◆ Consigne écrite a
Reproduisez intégralement le texte ci-dessous sur la préhistoire de la Corse.

---------- Texte fourni ----------

Le musée de l’Alta Rocca propose la découverte de la vie quotidienne dans le sud de la Corse durant les grandes périodes de l’Histoire.


Votre conférencier :

Après des études en France (Aix-en-Provence) et Italie (Università degli Studi di Sassari, Sardaigne), Kewin Peche-Quilichini soutient en 2011 sa thèse de doctorat en co-tutelle avec l’Università di Roma I « La Sapienza ». Ses recherches portent sur les sociétés insulaires de Méditerranée occidentale (Corse-Sardaigne-Baléares) à l’âge du Bronze et au premier âge du Fer. Il est responsable d’opérations de fouilles dans les sites suivants : Cuciurpula, Nuciaresa, Monti Barbatu, Cucuruzzu, Puzzonu.


Les dates à retenir :

Le Mésolithique (-9000/-6000) : les premiers corses.

Le premier peuplement connu de la Corse se fait vers -9000, avec l’arrivée de petits groupes par bateau. Afin de se nourrir, ces communautés pratiquent la prédation (pêche, piégeage, collectes diverses). Pour fabriquer leurs outils, ils utilisent des ressources essentiellement locales. Probablement nomades, ils occupent des abris naturels ou établissent des campements de plein air. Quelques tombes en grotte illustrent des pratiques funéraires complexes. Ces populations semblent disparaître vers -6400.

Le Néolithique (-6000/-2000) : producteurs et bâtisseurs.

Vers -5800, d’autres hommes abordent en Corse. Ils sont porteurs d’un mode de vie néolithique, c’est-à-dire qu’ils produisent leur nourriture grâce à la domestication des espèces animales (élevage) et végétales (agriculture). Parmi les autres innovations, figurent la poterie en terre cuite et l’installation des communautés dans de véritables villages. Les ressources nécessaires à l’industrie sont locales ou importées de Sardaigne (silex, obsidienne). La métallurgie apparaît à la fin de la période. Celle-ci est également marquée par les premiers développements du mégalithisme.

---------- Extrait des données ----------

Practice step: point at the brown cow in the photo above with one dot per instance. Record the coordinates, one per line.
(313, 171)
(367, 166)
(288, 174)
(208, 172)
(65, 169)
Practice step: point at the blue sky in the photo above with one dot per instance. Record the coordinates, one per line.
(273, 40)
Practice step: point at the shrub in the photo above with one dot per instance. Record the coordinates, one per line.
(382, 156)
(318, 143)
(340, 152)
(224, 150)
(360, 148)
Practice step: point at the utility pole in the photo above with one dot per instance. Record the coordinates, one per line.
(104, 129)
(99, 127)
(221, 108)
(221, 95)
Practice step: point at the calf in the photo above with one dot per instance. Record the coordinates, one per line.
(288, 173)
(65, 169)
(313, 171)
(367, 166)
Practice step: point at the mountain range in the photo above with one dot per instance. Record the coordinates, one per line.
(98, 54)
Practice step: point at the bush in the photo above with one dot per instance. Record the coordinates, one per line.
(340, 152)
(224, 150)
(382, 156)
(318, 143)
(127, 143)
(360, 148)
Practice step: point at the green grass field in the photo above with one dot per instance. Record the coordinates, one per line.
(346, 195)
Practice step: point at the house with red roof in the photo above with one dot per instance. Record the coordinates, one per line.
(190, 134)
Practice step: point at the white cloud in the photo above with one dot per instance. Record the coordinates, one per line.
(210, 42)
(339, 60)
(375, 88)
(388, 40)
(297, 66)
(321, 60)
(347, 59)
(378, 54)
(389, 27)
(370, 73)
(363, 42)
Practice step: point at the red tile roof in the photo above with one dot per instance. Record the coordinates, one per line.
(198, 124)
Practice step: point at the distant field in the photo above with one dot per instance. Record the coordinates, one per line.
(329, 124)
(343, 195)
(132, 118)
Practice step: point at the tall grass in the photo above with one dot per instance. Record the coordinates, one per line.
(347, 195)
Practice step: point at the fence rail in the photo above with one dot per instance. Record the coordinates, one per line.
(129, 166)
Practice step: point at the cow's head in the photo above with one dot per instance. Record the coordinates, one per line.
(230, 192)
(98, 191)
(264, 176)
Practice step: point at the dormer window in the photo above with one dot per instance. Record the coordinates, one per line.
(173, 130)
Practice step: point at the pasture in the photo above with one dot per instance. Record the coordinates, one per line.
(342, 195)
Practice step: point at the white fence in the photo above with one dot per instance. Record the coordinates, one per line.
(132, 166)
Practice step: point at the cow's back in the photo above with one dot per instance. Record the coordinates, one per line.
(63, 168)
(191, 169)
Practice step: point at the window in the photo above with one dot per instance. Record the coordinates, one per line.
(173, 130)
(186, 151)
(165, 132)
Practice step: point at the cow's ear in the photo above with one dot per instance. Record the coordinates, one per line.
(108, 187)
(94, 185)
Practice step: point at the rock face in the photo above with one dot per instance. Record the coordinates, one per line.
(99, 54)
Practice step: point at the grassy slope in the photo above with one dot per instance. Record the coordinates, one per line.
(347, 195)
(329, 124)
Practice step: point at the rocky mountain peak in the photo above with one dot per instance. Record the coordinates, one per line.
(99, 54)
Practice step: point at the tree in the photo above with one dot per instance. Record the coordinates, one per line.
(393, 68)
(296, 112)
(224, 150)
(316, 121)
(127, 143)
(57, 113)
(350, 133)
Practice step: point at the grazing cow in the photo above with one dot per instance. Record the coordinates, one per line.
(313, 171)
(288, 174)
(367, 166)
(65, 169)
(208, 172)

----------

◆ Consigne écrite b
Donnez sous forme de liste numérotée les lignes des rangées ci-dessus, en commençant par celle qui contient « Practice step: point at the cow's ear » et en terminant à la fin des rangées, les deux bornes incluses. Omettez les lignes vides.

◆ Réponse a
Le musée de l’Alta Rocca propose la découverte de la vie quotidienne dans le sud de la Corse durant les grandes périodes de l’Histoire.


Votre conférencier :

Après des études en France (Aix-en-Provence) et Italie (Università degli Studi di Sassari, Sardaigne), Kewin Peche-Quilichini soutient en 2011 sa thèse de doctorat en co-tutelle avec l’Università di Roma I « La Sapienza ». Ses recherches portent sur les sociétés insulaires de Méditerranée occidentale (Corse-Sardaigne-Baléares) à l’âge du Bronze et au premier âge du Fer. Il est responsable d’opérations de fouilles dans les sites suivants : Cuciurpula, Nuciaresa, Monti Barbatu, Cucuruzzu, Puzzonu.


Les dates à retenir :

Le Mésolithique (-9000/-6000) : les premiers corses.

Le premier peuplement connu de la Corse se fait vers -9000, avec l’arrivée de petits groupes par bateau. Afin de se nourrir, ces communautés pratiquent la prédation (pêche, piégeage, collectes diverses). Pour fabriquer leurs outils, ils utilisent des ressources essentiellement locales. Probablement nomades, ils occupent des abris naturels ou établissent des campements de plein air. Quelques tombes en grotte illustrent des pratiques funéraires complexes. Ces populations semblent disparaître vers -6400.

Le Néolithique (-6000/-2000) : producteurs et bâtisseurs.

Vers -5800, d’autres hommes abordent en Corse. Ils sont porteurs d’un mode de vie néolithique, c’est-à-dire qu’ils produisent leur nourriture grâce à la domestication des espèces animales (élevage) et végétales (agriculture). Parmi les autres innovations, figurent la poterie en terre cuite et l’installation des communautés dans de véritables villages. Les ressources nécessaires à l’industrie sont locales ou importées de Sardaigne (silex, obsidienne). La métallurgie apparaît à la fin de la période. Celle-ci est également marquée par les premiers développements du mégalithisme.

◆ Réponse b
1. Practice step: point at the cow's ear in the photo above with one dot per instance. Record the coordinates, one per line.
2. (108, 187)
3. (94, 185)
4. Practice step: point at the rock face in the photo above with one dot per instance. Record the coordinates, one per line.
5. (99, 54)
6. Practice step: point at the grassy slope in the photo above with one dot per instance. Record the coordinates, one per line.
7. (347, 195)
8. (329, 124)
9. Practice step: point at the rocky mountain peak in the photo above with one dot per instance. Record the coordinates, one per line.
10. (99, 54)
11. Practice step: point at the tree in the photo above with one dot per instance. Record the coordinates, one per line.
12. (393, 68)
13. (296, 112)
14. (224, 150)
15. (316, 121)
16. (127, 143)
17. (57, 113)
18. (350, 133)
19. Practice step: point at the grazing cow in the photo above with one dot per instance. Record the coordinates, one per line.
20. (313, 171)
21. (288, 174)
22. (367, 166)
23. (65, 169)
24. (208, 172)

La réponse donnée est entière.